Reproduce the data below word for word, leaving out the pictures.

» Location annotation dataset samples
/---

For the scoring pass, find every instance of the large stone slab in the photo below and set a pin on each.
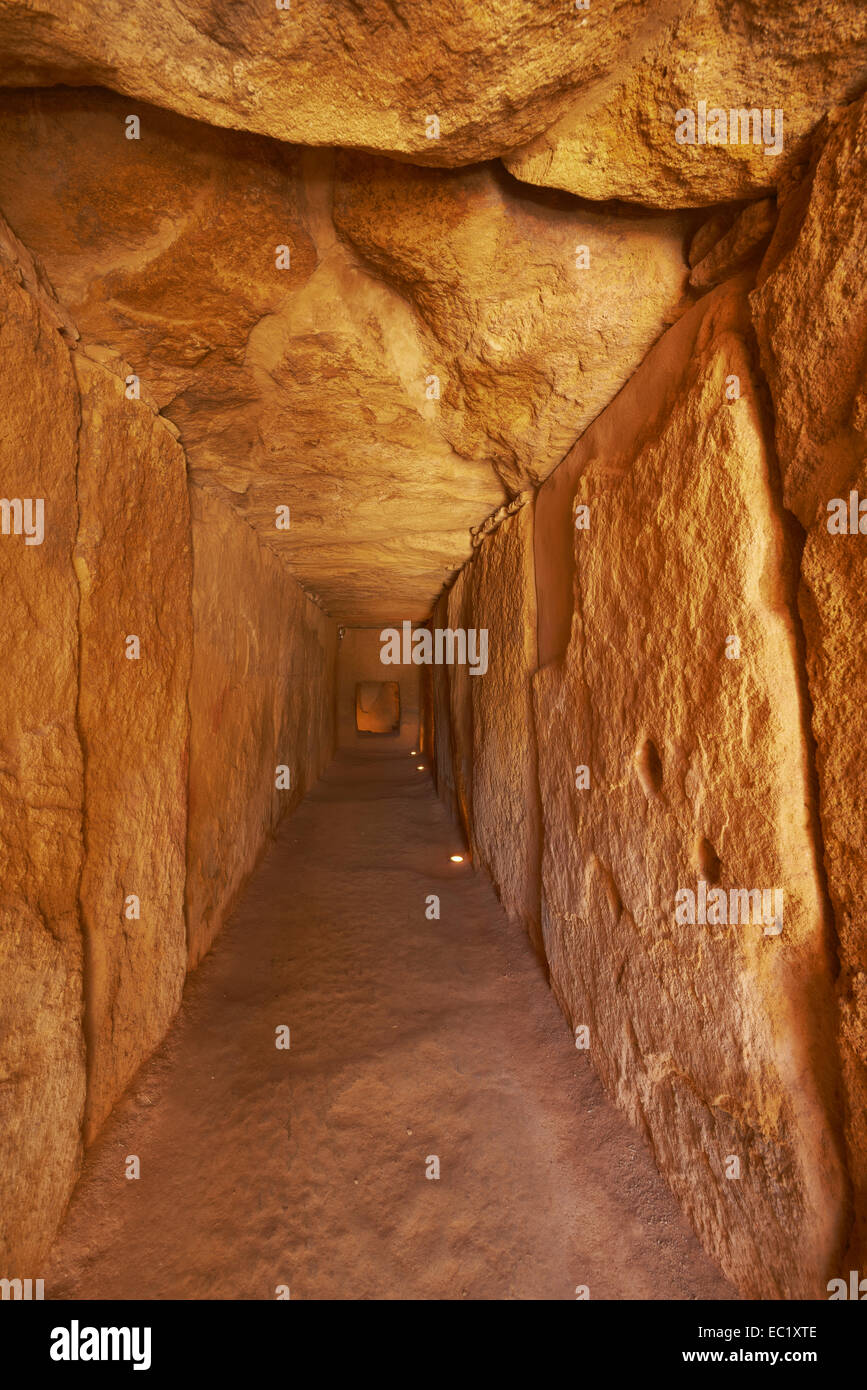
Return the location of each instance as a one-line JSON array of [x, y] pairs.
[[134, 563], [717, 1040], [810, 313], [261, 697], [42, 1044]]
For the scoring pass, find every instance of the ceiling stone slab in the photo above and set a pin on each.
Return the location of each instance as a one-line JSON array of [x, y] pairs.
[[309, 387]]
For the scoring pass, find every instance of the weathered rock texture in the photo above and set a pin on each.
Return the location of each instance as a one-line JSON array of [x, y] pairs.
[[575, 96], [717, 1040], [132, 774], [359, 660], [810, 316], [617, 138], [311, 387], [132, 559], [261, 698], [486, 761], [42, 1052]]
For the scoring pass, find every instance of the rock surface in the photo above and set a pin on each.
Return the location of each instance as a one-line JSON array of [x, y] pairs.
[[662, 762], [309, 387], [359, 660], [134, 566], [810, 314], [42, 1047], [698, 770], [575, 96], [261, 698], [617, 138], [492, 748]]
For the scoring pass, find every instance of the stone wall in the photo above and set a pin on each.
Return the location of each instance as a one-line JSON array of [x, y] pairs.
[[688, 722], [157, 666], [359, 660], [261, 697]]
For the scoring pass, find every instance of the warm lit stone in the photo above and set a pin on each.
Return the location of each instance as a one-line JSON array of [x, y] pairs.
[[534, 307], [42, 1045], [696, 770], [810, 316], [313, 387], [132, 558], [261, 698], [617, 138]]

\---

» Result
For the scoring pass, find every instance of the large stone slab in the photo below and set a pin on each.
Return the location of each instance as a one-line JSON array of [x, y] pairs.
[[134, 563], [717, 1040], [810, 313], [261, 697], [42, 1044]]
For the scoring pass, find every instance of the ceiling stone slab in the photo above and set a pin on each.
Return the location of each instance as a one-line JSON array of [x, y] pairs.
[[309, 387]]
For the scoring pass, find every instance of the weathered rock texture in the photo above and set a pin on each.
Return the location of each instance as a one-line JSON array of [x, y] pairs.
[[575, 96], [717, 1040], [132, 774], [359, 660], [810, 316], [617, 138], [311, 387], [132, 559], [261, 698], [486, 761], [42, 1052]]
For the scoring pass, find every instance of the rock surface in the photo above and set a pin on each.
Return the location of each instance as a one-line JSON array of [x, y] pairs.
[[662, 762], [309, 387], [359, 660], [134, 566], [810, 314], [42, 1047], [698, 770], [575, 96], [261, 698], [617, 138], [492, 748]]
For the scoring pass, find every instance of the stone wall in the photo above and set a pin on each.
Return the location of each instance as a one-line JSON array of [x, y] pairs.
[[688, 722], [157, 666], [359, 660], [261, 697]]
For the scoring pass, find every instance of the warm lit stone in the photo above and set a pin on each.
Return the location of each instance as a one-line JSON array of [x, y] pairs.
[[534, 307], [42, 1045], [696, 770], [810, 316], [313, 387], [132, 558], [261, 698], [617, 138]]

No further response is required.